Print only the line with "line, placing a dot on each." and the lines after it, ending with the last line of the material, each exactly as it stands.

■ **GIVEN ENTRIES**
-- start --

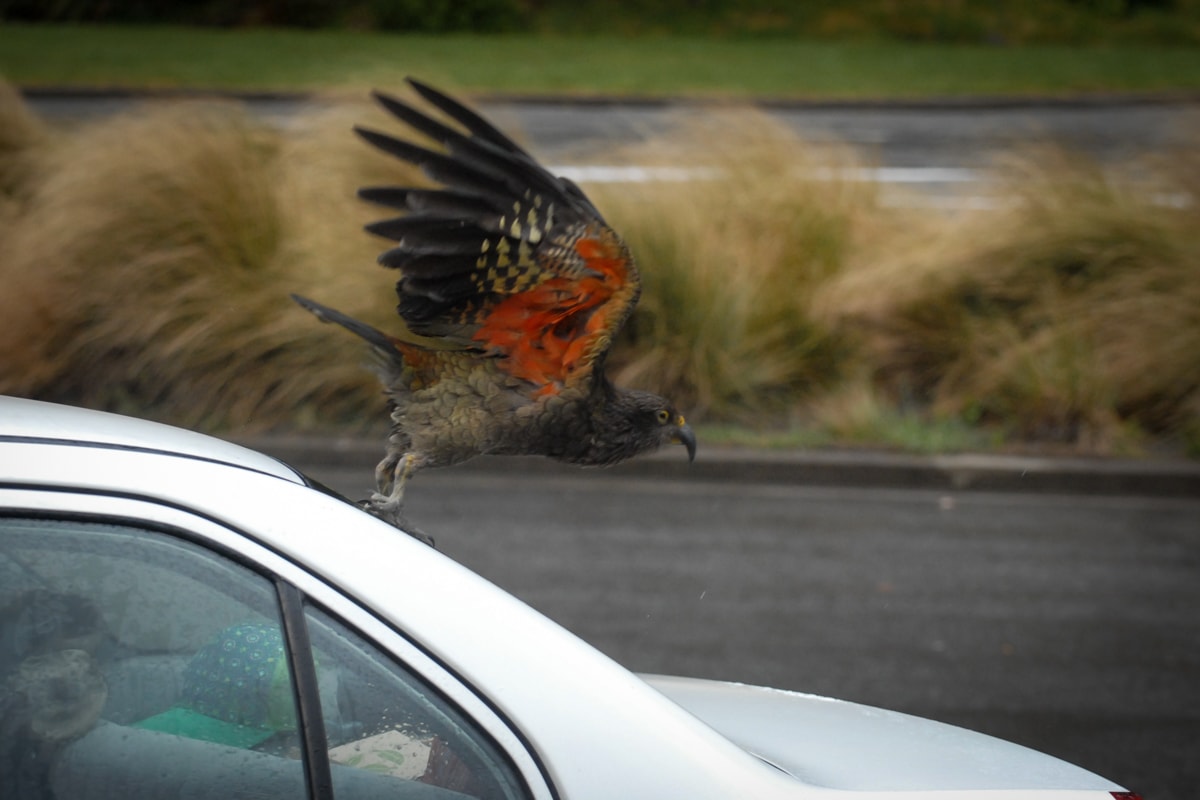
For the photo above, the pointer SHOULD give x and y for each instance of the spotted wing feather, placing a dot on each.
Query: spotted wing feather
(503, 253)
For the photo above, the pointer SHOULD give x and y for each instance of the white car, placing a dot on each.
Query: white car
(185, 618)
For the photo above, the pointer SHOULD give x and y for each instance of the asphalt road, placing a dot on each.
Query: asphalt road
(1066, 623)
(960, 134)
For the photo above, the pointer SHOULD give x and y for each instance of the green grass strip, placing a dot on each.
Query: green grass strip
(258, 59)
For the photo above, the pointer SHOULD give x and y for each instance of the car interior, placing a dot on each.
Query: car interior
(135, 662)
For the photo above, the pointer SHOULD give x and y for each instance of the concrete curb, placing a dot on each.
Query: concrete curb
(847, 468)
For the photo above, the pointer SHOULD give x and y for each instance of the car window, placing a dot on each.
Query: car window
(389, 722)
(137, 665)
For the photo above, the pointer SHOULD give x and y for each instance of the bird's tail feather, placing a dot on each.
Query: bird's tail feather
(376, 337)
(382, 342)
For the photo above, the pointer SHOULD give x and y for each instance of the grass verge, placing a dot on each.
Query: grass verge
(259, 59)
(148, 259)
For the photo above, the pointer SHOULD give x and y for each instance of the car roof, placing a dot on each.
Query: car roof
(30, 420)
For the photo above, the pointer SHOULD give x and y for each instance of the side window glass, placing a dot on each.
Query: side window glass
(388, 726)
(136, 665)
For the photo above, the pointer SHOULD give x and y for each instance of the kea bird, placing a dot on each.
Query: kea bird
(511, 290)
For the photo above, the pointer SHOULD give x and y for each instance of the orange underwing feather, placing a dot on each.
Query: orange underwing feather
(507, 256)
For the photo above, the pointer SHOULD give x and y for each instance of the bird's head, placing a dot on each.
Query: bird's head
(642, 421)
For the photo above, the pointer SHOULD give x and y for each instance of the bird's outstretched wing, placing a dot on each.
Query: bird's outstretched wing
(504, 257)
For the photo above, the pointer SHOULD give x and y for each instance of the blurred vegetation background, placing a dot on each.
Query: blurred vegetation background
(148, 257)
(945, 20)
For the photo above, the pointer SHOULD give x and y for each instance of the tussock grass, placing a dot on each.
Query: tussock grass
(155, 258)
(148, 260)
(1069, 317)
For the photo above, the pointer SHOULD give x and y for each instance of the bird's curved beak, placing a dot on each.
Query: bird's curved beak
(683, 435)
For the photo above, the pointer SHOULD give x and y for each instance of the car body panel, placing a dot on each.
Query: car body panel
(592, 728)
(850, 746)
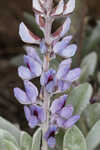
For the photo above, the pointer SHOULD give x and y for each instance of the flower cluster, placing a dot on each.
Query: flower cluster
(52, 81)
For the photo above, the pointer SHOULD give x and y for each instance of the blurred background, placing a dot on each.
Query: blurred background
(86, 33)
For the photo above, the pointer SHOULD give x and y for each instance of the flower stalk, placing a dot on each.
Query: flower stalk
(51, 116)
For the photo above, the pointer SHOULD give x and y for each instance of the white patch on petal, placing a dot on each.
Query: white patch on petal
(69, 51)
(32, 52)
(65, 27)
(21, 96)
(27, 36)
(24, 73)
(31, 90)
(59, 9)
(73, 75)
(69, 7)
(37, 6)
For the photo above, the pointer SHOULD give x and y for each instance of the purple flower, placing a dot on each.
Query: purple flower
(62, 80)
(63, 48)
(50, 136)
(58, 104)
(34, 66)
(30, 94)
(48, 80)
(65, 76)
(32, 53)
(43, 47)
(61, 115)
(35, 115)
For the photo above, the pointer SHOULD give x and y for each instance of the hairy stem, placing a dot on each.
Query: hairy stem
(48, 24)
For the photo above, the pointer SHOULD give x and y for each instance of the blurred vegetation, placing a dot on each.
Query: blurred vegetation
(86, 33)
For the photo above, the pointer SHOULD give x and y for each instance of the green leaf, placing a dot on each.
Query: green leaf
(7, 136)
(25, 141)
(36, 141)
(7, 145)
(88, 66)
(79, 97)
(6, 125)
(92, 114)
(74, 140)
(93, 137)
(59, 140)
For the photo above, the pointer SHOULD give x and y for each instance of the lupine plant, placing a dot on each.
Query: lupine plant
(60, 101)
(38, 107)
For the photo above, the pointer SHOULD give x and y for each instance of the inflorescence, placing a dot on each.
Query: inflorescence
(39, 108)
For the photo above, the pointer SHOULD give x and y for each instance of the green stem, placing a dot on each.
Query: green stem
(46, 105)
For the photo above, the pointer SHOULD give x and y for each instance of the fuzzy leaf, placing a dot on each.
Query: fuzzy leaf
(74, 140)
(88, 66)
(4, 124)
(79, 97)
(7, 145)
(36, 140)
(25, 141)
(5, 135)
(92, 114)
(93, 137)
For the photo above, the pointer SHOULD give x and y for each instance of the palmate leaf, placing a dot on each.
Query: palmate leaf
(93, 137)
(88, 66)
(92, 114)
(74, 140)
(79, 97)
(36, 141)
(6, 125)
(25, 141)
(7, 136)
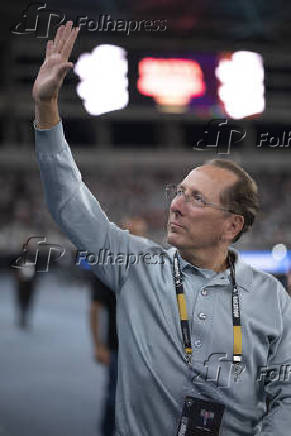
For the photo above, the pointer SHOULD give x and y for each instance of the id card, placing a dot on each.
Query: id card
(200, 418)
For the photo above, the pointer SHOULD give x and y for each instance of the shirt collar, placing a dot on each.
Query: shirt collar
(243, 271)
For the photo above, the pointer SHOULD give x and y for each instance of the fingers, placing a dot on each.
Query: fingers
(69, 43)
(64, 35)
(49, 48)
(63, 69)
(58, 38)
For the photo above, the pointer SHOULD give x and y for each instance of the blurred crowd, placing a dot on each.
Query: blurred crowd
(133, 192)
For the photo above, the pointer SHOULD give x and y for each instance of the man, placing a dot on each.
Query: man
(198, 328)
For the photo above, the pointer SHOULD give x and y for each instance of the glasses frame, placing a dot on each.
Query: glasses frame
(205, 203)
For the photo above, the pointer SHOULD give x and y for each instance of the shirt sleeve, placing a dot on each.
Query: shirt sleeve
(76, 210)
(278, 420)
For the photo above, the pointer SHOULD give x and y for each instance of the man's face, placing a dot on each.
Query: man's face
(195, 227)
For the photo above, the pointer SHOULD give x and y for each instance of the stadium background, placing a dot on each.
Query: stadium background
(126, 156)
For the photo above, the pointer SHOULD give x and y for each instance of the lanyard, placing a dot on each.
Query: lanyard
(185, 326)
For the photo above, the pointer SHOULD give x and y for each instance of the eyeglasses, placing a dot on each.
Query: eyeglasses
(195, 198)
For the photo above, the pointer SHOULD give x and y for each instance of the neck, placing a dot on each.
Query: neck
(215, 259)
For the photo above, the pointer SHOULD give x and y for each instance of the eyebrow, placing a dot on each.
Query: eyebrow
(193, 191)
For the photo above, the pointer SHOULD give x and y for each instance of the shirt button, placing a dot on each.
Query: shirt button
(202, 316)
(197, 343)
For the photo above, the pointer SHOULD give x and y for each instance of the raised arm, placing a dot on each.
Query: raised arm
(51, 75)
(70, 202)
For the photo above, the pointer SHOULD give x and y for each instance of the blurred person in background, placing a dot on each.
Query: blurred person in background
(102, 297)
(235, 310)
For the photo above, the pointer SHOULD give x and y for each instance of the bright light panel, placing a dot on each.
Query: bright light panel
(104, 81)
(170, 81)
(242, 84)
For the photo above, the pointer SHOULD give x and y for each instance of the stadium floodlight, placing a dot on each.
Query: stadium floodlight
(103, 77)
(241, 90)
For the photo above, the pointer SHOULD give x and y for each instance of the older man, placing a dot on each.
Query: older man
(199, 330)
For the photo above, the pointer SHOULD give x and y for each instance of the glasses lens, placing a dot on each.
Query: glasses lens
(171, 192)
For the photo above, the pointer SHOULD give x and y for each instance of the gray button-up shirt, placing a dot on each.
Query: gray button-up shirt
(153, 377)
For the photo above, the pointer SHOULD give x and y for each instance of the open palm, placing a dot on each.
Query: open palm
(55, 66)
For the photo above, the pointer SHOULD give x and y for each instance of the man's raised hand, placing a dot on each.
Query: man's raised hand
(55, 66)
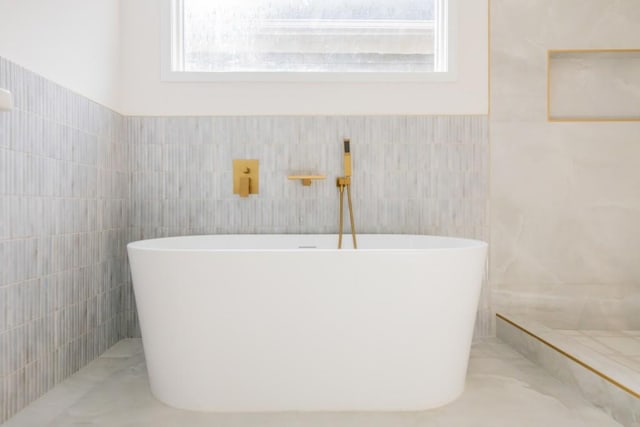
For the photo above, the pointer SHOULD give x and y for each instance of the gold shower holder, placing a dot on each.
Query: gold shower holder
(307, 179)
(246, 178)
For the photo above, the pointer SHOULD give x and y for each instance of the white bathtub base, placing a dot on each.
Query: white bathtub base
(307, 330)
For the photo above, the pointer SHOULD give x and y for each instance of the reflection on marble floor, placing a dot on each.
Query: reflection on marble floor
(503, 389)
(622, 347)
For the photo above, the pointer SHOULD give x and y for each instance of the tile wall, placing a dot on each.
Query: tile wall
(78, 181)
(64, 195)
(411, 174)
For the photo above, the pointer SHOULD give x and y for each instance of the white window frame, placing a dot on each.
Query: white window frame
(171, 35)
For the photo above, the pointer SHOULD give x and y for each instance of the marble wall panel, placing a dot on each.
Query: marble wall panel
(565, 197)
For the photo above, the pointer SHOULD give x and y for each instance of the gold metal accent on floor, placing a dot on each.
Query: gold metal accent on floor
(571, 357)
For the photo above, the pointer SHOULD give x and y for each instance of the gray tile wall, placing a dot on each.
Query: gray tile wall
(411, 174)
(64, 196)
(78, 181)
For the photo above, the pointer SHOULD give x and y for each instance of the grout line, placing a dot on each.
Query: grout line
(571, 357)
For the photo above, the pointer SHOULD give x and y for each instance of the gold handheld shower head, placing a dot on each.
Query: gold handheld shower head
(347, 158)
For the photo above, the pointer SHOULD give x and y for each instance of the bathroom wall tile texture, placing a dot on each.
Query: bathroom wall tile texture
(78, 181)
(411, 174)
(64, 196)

-- end --

■ **TASK ANSWER**
For the photo above, the pointer SHOULD give x and y for each instance of the grout line, placing a dot on each.
Query: grout line
(571, 357)
For the photo above, the pointer SHOULD give x and y for each instance of the gold handheld shower head, placing a dot on each.
Query: gold handheld shower head
(347, 158)
For the photo above, the pointer SHOULD give x and y for each instance of the bathroom wall tile texture, placing a dot on each.
Query: bathroom wall tile texture
(78, 181)
(411, 174)
(64, 196)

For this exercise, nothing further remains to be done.